Dataset excerpt:

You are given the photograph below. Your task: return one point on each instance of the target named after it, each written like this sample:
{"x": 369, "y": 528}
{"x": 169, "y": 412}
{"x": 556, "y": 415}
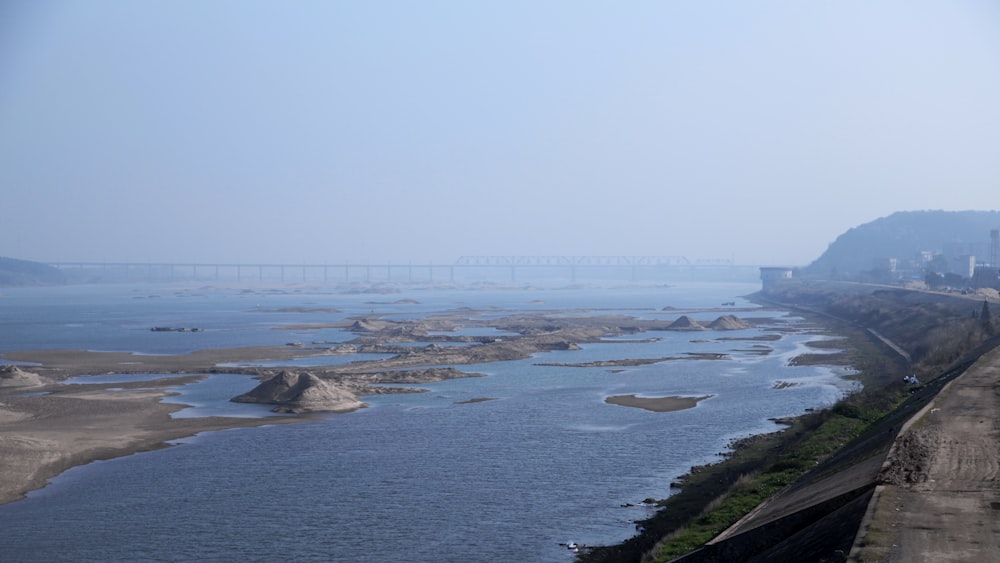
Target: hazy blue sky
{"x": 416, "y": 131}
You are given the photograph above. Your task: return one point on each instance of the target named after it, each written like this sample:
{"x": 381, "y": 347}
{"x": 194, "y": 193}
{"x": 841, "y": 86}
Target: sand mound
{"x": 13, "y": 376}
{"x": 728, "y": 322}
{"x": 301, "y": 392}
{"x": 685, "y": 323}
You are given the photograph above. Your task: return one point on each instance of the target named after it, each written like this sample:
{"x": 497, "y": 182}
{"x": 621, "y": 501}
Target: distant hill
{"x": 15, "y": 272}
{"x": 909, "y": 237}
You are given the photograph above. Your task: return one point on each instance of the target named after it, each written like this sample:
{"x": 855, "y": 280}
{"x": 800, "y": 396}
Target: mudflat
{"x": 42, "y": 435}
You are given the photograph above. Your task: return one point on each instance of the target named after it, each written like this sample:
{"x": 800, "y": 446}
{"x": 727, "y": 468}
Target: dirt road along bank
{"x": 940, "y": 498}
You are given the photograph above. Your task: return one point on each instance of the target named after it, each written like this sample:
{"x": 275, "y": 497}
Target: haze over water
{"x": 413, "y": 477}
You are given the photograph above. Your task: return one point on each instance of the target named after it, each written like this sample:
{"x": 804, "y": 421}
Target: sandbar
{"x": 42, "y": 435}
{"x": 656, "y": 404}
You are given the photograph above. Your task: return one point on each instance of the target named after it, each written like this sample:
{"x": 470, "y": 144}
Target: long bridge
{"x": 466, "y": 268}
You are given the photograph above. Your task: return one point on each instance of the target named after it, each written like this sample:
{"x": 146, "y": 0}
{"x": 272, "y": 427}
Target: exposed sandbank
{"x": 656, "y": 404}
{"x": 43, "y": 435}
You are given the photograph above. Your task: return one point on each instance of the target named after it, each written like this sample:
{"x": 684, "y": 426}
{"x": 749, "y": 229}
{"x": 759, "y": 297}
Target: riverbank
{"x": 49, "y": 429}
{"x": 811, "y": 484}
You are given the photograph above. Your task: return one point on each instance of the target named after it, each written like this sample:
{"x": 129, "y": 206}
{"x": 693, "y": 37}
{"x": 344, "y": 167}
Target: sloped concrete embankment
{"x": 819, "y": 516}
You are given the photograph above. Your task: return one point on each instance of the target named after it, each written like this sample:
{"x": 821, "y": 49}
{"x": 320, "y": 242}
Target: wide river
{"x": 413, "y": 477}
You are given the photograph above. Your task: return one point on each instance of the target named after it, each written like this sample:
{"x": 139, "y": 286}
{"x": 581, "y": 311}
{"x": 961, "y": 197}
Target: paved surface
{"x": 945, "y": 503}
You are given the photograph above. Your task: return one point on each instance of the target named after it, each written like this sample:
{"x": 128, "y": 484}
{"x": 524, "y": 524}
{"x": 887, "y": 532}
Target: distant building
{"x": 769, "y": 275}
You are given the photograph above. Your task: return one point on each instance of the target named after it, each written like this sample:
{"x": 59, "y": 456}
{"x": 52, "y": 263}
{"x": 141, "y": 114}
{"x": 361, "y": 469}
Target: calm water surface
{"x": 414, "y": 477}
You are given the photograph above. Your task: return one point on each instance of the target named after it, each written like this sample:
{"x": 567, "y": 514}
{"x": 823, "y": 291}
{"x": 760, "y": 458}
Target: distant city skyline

**Problem to solve**:
Identify each line in the records that contains the string "water" and copy those lines in full. Matches are case-sensitive.

**Problem solution**:
Target: haze over water
Target: calm water surface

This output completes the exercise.